FASB Embedded Derivatives Evaluation of Net Settlement with Respect to the Settlement of a Debt Instrument through Exercise of an Embedded Put Option or Call Option
Derivatives Implementation Group
Statement 133 Implementation Issue No. B38
|Title:||Embedded Derivatives: Evaluation of Net Settlement with Respect to the Settlement of a Debt Instrument through Exercise of an Embedded Put Option or Call Option|
|Paragraph references:||9, 12, 13|
|Date cleared by Board:||June 29, 2005|
|Date posted to website:||June 30, 2005|
In applying paragraph 12(c) to a put option or call option (including a prepayment option) embedded in a debt instrument, does the potential settlement of the debtor’s obligation to the creditor that would occur upon exercise of the put option or call option meet the net settlement criterion in paragraph 9(a)? The application of paragraph 12(c) is relevant when an embedded put option or call option is not considered to be clearly and closely related to the debt host under paragraph 12(a) and related paragraph 13 or 61(d). Statement 133 Implementation Issue No. B39, "Application of Paragraph 13(b) to Call Options That Are Exercisable Only by the Debtor," cleared by the Board concurrent with this Implementation Issue, describes the circumstances in which an embedded call option (including a prepayment option) that can accelerate the settlement of a hybrid instrument containing a debt host contract would not be subject to the conditions in paragraph 13(b).
Paragraph 9(a) of Statement 133 states, in part:
Neither party is required to deliver an asset that is associated with the underlying and that has a principal amount, stated amount, face value, number of shares, or other denomination that is equal to the notional amount (or the notional amount plus a premium or minus a discount).

——————————

- [Requests]
a - On what date did the Board clear the embedded-derivatives implementation issue?
b - In two or three sentences, explain under what circumstances the embedded-derivatives issue says the application of paragraph 12(c) becomes relevant.
c - Pick up the embedded-derivatives implementation issue where it stops and continue it.

- [Collected data]
——————————

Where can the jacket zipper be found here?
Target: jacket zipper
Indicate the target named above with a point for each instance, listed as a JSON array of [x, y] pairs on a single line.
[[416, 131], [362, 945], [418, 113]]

——————————

- [Task results]
a - June 29, 2005

b - Paragraph 12(c) becomes relevant when an embedded put option or call option is not considered clearly and closely related to the debt host. That determination is made under paragraph 12(a) and the related paragraph 13 or 61(d).

c -
Yes. The potential settlement of the debtor’s obligation to the creditor that would occur upon exercise of the put option or call option meets the net settlement criterion in paragraph 9(a). The debtor’s settlement of its liability by settling the debt should be considered as not involving the delivery of an asset, notwithstanding whether the creditor concurrently returns to the debtor the evidence of the debtor’s indebtedness (such as a note payable marked "paid" by the creditor). The cash paid to the creditor in settling the debtor’s obligation is not associated with the underlying because cash (paid currently and denominated in the entity’s functional currency), by its very nature, is not related to any underlying for the embedded put option or call option (for example, market interest rates). Therefore, because (1) the debtor does not receive an asset when it settles the debt obligation in conjunction with exercise of the put option or call option and (2) the creditor does not receive an asset associated with the underlying, "neither party is required to deliver an asset that is associated with the underlying…." Thus, the criterion in paragraph 9(a) is met.
The guidance in this Implementation Issue also would be applicable when analyzing the net settlement criterion under paragraph 9(a) for a freestanding call option held by the debtor on its own debt instrument and for a freestanding put option issued by the debtor on its own debt instrument. The guidance in this Implementation Issue does not apply to put or call options that are added to a debt instrument by a third party contemporaneously with or subsequent to the issuance of a debt instrument, guidance for which is provided in Statement 133 Implementation Issue No. B3, "Investor’s Acccounting for a Put or Call Option Attached to a Debt Instrument Contemporaneously with or Subsequent to Its Issuance." The guidance in this issue may not be applied by analogy to an embedded put or call option in a hybrid instrument that does not contain a debt host contract.
If all the criteria in paragraph 12 are met, the embedded put or call option should be bifurcated from the debt host contract and accounted for separately under the provisions of Statement 133.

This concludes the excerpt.